- TASK PROMPT -
Rescale the entries from the start through the line containing "846,5 -> 880,33", both ends included, and reproduce only those lines, requests too. Multiply every bounding-box coordinate in the answers by 0.5 and round to whole numbers, halves up; leave the requests and their format samples unchanged, and omit the pictures.

>> BEGIN MATERIAL SUPPLIED

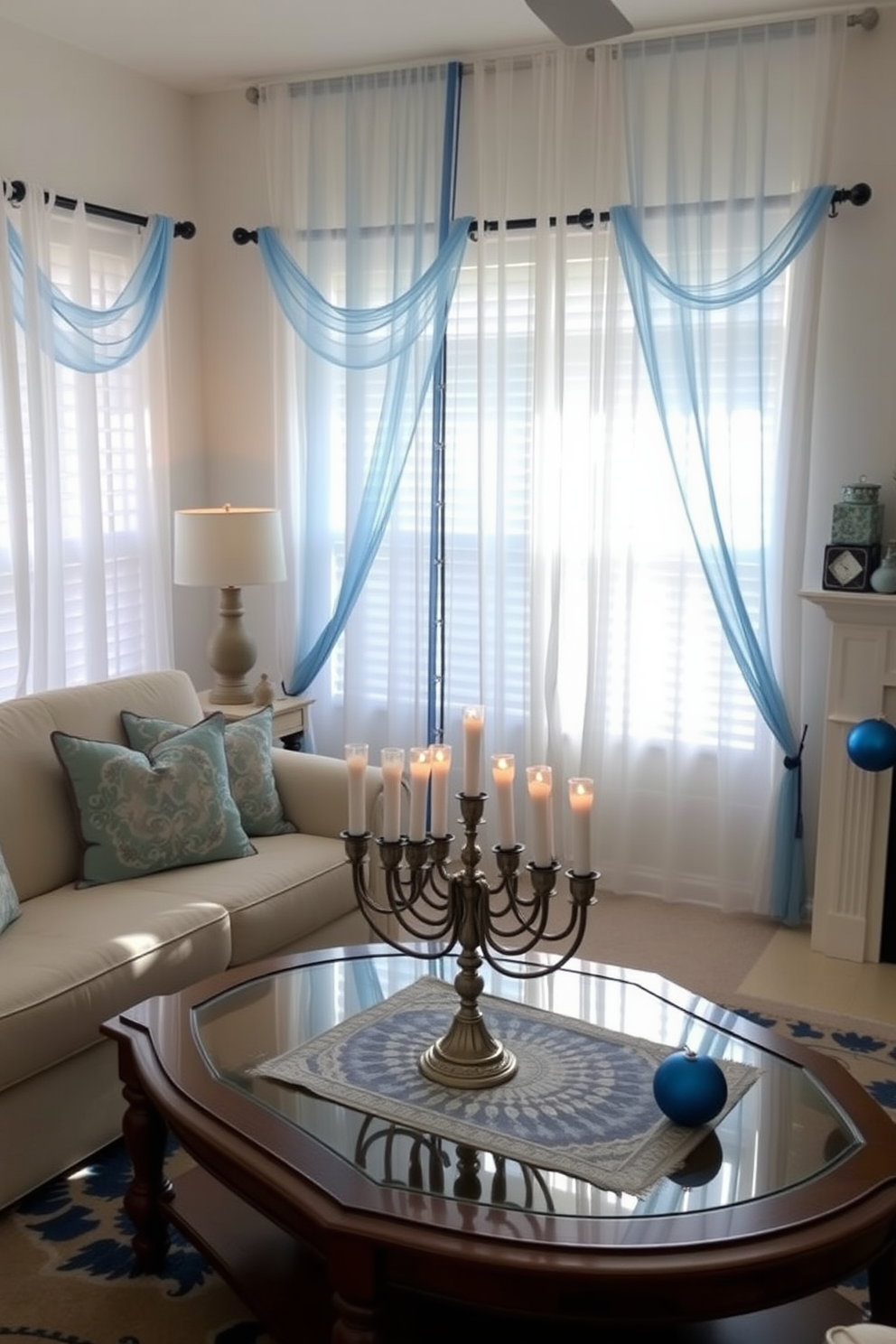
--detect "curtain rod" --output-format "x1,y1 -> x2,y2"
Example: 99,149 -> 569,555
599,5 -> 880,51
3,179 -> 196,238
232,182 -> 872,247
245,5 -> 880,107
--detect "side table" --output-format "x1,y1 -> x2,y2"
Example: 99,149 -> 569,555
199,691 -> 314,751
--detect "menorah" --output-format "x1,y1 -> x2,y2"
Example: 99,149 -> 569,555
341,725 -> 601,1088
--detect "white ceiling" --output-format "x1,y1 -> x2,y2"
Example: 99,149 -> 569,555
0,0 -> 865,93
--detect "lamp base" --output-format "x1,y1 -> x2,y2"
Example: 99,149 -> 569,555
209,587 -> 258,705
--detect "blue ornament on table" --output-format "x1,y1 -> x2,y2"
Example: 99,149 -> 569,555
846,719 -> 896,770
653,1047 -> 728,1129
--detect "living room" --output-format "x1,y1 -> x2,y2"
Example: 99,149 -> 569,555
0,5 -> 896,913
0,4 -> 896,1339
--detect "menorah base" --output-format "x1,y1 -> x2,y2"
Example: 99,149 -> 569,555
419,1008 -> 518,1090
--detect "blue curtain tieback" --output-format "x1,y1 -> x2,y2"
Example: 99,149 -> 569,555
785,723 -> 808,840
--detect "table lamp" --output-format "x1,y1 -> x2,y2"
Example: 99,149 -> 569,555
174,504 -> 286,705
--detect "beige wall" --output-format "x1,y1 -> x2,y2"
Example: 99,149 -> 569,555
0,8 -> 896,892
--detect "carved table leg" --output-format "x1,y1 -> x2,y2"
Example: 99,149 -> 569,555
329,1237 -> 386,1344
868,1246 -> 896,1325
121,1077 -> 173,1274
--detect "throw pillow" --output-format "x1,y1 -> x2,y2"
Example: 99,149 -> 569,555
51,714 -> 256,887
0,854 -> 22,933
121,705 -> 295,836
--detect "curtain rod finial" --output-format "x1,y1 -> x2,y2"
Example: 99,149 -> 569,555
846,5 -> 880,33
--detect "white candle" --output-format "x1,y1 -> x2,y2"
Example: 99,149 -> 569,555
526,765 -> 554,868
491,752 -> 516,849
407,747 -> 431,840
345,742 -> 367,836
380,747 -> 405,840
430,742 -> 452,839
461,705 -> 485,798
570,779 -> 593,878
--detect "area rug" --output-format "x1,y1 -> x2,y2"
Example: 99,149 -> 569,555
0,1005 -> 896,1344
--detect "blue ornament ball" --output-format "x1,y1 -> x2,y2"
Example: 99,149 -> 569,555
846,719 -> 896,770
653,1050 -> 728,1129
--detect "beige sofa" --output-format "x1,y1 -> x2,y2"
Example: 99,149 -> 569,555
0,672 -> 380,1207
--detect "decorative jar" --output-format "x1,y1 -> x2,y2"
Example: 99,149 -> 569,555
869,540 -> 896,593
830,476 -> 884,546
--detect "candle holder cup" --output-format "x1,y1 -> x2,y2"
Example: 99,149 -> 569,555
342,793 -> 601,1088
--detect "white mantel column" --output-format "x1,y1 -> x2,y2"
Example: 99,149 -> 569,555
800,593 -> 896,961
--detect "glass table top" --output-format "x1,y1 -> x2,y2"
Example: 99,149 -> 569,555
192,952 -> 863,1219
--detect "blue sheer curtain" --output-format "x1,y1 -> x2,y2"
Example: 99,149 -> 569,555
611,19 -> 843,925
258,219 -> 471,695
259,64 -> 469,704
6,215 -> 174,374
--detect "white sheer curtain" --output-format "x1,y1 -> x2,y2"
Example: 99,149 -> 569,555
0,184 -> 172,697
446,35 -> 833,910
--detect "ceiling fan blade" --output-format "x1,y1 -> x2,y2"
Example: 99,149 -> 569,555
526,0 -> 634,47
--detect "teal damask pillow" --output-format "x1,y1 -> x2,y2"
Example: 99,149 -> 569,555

>> END MATERIAL SUPPLIED

- SOLUTION TO THIS PROBLEM -
--detect "curtain rod" --output-format "x1,y1 -> x2,y2"
Example: 99,149 -> 569,555
300,3 -> 440,26
2,90 -> 98,119
116,91 -> 436,124
123,3 -> 440,54
--detect "side table" --output-format "x1,y1 -> x2,y2"
Example: 99,149 -> 569,555
100,346 -> 157,376
--detect "menorah" --output-format "x1,y1 -> x2,y2"
Example: 99,149 -> 569,555
171,363 -> 301,544
--detect "white ceiling" --output-format "x1,y1 -> x2,y2"
Example: 99,149 -> 569,555
0,0 -> 433,47
--detect "lamp base" --output-format "x1,y1 -> x2,y2"
Example: 99,149 -> 569,555
105,294 -> 129,353
--detect "blue ornament on table" --output-format "x1,y1 -> x2,y2"
Example: 99,149 -> 569,555
423,360 -> 448,385
327,524 -> 364,565
--detect "living room" --output-format "x1,y1 -> x2,y2"
Example: 99,149 -> 569,555
0,3 -> 448,457
0,2 -> 448,670
--detect "menorah base" --output-format "x1,y1 -> x2,y2"
Example: 99,149 -> 569,555
210,504 -> 259,545
--detect "blue curtain tieback" --output-format "x1,y1 -> x2,y2"
Example: 99,149 -> 569,555
393,362 -> 404,420
--detect "table lamp" --output-format "x1,y1 -> x2,y2"
Example: 99,149 -> 569,555
87,252 -> 143,353
--detect "beige wall" --output-format "x1,y1 -> x2,y2"
Example: 99,149 -> 569,555
0,4 -> 448,446
--detect "carved table leg" --output-format "x1,y1 -> x2,y2"
Example: 99,149 -> 569,555
165,619 -> 193,672
434,623 -> 448,663
61,539 -> 87,637
--detect "throw pillow" --output-format "x1,y1 -> x2,y2"
Example: 99,149 -> 569,555
26,357 -> 128,444
0,427 -> 11,467
61,353 -> 148,418
--detect "curtain rod finial" --output-format "x1,y1 -> x2,y2"
Example: 99,149 -> 569,555
423,3 -> 440,17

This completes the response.